> [Tarefa solicitada]: Por favor, copie sem nenhuma alteração as linhas que vão da que contém "Where can you find the grassy" até a que contém "Where can you find the low-growing", incluindo as duas, e nada além delas.

> [Material extraído]:
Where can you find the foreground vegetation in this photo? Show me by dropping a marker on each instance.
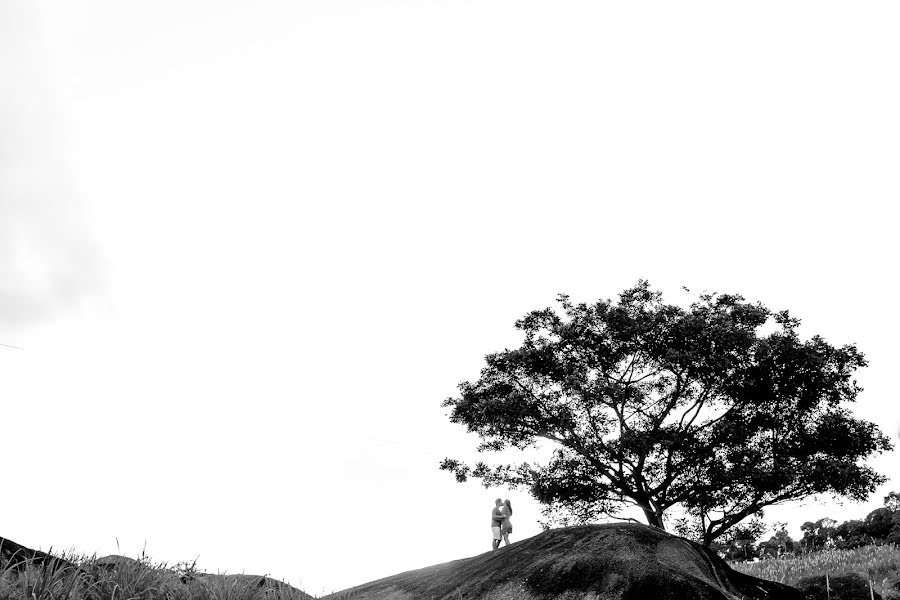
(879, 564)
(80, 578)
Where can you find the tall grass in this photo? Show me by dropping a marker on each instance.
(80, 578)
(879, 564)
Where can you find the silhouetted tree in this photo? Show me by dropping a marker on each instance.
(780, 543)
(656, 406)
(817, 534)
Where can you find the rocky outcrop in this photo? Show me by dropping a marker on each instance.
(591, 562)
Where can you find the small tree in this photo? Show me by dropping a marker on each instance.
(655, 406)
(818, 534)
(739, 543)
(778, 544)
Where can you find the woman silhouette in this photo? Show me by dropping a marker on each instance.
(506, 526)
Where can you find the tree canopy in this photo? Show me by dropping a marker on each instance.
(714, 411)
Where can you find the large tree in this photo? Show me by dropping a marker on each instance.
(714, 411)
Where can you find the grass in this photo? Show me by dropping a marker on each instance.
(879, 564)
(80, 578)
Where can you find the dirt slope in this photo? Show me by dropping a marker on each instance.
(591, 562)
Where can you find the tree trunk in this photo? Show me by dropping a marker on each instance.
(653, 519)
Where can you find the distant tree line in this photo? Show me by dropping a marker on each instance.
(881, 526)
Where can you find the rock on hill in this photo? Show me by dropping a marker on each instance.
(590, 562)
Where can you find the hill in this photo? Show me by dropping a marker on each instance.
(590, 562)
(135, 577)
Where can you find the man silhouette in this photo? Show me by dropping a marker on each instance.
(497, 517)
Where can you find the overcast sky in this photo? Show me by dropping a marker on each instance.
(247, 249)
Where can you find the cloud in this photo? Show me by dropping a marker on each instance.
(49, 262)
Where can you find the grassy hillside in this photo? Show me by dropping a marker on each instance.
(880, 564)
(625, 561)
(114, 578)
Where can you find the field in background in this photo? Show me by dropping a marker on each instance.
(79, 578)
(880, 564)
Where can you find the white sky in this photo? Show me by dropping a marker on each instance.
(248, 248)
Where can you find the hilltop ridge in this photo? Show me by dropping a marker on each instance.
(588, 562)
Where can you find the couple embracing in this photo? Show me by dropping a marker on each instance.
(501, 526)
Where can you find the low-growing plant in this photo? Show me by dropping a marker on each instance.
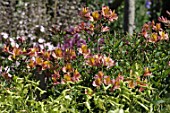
...
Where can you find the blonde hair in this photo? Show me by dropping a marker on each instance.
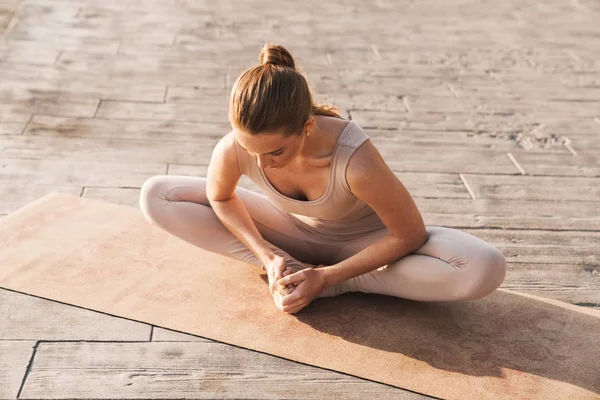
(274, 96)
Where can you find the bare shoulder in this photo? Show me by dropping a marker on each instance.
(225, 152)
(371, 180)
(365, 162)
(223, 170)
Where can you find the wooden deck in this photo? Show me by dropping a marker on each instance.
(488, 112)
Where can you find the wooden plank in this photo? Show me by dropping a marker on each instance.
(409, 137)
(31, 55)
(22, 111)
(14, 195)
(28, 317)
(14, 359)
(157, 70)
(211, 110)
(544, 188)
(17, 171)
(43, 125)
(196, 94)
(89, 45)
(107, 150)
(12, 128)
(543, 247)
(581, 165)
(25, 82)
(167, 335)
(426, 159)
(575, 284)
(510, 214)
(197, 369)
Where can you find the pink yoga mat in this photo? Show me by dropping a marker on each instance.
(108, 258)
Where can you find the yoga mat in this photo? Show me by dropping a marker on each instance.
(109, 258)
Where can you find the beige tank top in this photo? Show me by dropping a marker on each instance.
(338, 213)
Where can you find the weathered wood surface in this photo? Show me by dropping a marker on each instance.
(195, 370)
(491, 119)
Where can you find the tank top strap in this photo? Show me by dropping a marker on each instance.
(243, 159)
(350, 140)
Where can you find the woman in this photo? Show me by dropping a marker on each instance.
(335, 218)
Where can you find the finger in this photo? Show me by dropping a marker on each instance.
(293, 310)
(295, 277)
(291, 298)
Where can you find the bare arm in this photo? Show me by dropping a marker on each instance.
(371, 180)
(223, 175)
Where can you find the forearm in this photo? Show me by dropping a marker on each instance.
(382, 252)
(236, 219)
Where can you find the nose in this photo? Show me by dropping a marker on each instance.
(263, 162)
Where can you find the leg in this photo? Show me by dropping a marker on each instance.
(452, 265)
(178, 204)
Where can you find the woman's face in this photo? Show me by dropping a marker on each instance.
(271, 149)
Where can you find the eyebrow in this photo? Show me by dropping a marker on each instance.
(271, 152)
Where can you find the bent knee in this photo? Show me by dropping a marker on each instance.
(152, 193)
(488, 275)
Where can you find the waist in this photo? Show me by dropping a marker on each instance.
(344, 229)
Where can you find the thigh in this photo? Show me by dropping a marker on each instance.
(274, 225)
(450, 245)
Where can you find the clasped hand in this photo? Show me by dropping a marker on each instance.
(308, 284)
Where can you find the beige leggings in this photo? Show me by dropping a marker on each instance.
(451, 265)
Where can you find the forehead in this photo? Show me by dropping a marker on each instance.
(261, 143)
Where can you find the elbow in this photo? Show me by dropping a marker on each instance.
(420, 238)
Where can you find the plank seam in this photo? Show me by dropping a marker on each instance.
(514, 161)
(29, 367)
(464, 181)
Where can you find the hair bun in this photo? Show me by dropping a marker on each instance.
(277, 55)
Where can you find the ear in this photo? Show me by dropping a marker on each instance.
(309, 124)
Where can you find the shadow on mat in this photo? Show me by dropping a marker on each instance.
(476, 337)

> [Resultado da tarefa]:
Where can you find the grassy hillside in this photo? Show me by dropping a marker on each instance.
(880, 564)
(625, 561)
(114, 578)
Where can you find the field in background in this photo? Show me by dropping a marker on each instance.
(79, 578)
(880, 564)
Where can you find the white sky in this photo? Show me by dropping a marker on each instance.
(248, 248)
Where can you find the hilltop ridge in this photo? Show me by dropping a marker on each instance.
(588, 562)
Where can you find the couple embracing in this photo? Show me by dropping a marker on each instance.
(501, 526)
Where can you find the low-growing plant in this photo? Show me by dropping a marker on each instance.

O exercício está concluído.